Referring expression pointing data

■ ■ ■ ■ ■ ■ ■

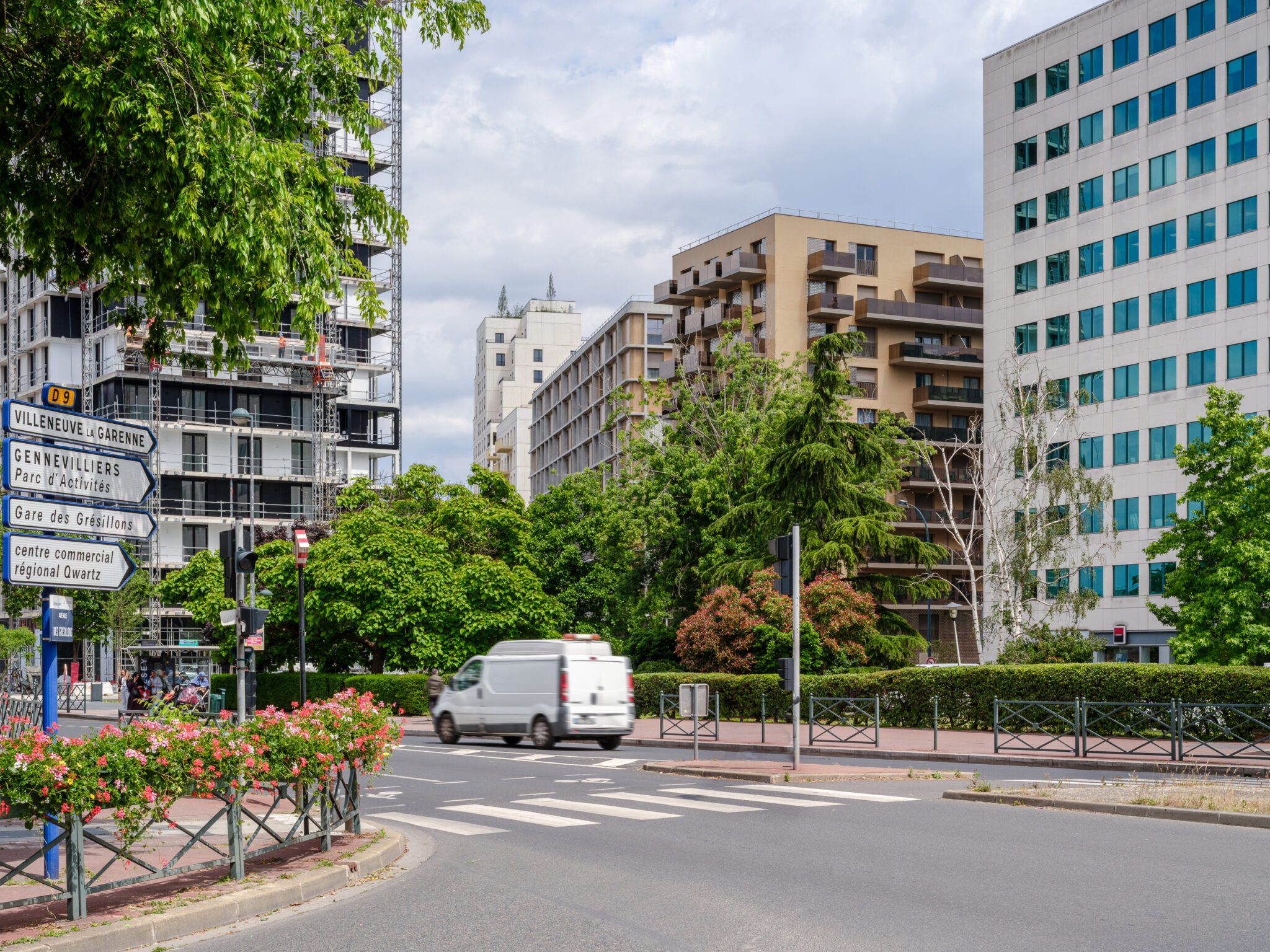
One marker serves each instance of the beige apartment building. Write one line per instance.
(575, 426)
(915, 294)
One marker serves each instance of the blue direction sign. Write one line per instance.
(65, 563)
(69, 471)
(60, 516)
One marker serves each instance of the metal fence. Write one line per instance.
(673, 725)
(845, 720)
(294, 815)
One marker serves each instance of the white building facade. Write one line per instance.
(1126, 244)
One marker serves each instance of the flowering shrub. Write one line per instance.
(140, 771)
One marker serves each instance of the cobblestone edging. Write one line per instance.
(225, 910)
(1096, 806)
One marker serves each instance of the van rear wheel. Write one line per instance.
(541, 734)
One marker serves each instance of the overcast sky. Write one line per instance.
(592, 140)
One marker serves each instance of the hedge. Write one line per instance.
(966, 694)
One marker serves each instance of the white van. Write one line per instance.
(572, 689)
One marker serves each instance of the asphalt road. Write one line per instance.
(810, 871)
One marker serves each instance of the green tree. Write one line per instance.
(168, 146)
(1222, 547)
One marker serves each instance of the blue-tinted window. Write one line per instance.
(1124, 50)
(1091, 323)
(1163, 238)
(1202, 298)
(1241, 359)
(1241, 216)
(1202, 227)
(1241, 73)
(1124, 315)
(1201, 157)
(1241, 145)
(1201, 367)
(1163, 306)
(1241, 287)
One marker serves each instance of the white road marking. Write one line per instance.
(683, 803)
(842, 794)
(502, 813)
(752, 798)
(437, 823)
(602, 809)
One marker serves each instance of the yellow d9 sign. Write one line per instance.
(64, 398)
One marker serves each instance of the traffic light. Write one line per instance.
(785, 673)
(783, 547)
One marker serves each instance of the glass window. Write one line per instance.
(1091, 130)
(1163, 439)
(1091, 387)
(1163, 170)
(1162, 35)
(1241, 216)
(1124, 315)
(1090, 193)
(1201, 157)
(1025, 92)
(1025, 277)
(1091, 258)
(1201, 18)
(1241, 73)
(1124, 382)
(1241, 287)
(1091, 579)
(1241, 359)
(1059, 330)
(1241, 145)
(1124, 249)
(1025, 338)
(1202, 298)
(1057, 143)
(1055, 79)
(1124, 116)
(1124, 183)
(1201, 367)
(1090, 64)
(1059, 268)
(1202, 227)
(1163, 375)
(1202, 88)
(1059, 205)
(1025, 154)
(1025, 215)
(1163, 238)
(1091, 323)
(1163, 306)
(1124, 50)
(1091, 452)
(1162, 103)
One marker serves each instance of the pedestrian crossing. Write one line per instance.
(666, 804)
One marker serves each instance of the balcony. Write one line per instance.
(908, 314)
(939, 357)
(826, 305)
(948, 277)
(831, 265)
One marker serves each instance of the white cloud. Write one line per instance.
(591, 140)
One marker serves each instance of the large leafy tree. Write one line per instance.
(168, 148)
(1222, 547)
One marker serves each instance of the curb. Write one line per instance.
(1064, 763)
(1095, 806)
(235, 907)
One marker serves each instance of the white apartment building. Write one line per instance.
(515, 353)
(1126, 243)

■ ■ ■ ■ ■ ■ ■

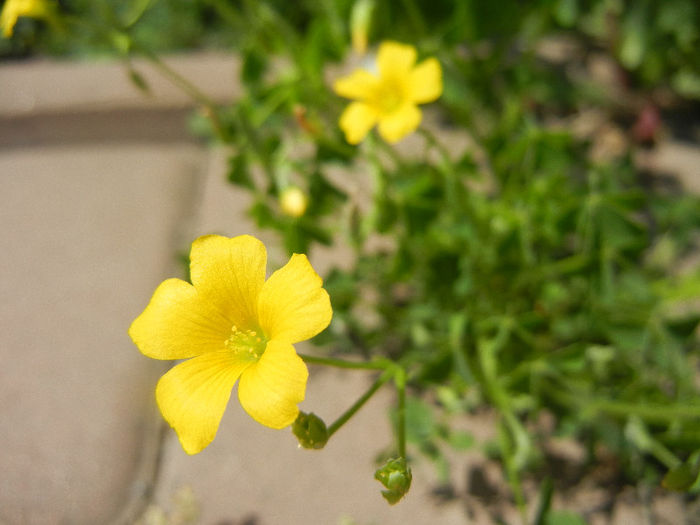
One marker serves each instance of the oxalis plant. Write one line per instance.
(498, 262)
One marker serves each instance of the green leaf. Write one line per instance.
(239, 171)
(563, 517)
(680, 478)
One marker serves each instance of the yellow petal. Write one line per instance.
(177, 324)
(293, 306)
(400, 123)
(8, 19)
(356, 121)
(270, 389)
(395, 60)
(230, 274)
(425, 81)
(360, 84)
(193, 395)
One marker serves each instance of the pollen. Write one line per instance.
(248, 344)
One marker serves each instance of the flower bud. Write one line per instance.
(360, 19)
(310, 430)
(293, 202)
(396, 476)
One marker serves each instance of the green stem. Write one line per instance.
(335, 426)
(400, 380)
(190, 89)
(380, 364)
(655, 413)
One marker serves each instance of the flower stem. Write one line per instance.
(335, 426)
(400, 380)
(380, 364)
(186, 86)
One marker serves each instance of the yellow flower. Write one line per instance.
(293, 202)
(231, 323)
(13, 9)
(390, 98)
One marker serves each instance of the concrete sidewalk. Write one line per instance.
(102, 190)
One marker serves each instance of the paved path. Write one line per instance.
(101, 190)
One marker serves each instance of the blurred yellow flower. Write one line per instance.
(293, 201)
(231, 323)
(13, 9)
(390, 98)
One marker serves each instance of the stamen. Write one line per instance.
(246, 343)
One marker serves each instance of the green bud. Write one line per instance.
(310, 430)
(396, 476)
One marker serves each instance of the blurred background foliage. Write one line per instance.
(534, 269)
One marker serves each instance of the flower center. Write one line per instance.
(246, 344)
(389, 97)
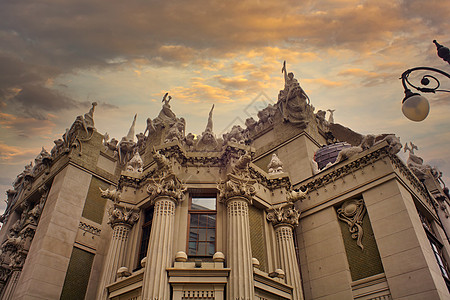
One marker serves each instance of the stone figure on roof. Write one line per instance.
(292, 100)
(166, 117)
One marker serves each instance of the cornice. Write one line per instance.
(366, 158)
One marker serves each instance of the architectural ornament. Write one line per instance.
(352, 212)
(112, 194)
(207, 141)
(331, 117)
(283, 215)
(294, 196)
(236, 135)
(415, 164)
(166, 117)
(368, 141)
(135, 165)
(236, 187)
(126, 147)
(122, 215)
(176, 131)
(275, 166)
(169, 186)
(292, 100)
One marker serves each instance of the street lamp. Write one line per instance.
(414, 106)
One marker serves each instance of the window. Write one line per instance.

■ ■ ■ ■ ■ ■ ■

- _What to work on_
Print exactly the lines above, between the one holding "One marker serves each instance of the stone" and the one holding "One marker serves each instance of the window.", inclusive, and nothing besides.

- _Worked solution_
One marker serves each instance of the stone figure on roof. Write one line per instance.
(292, 100)
(166, 117)
One marker serves each instance of the cornice. Write one line per instance.
(366, 158)
One marker serves each instance of the architectural ornament. Write one line per instance.
(352, 212)
(112, 194)
(207, 141)
(331, 117)
(283, 215)
(294, 196)
(236, 135)
(415, 164)
(166, 117)
(368, 141)
(135, 165)
(236, 187)
(126, 147)
(122, 215)
(176, 131)
(275, 166)
(169, 186)
(292, 100)
One marker serves each instance of the street lamp. Write one line per instance.
(414, 106)
One marker serves each instance of the window. Write one line per instance.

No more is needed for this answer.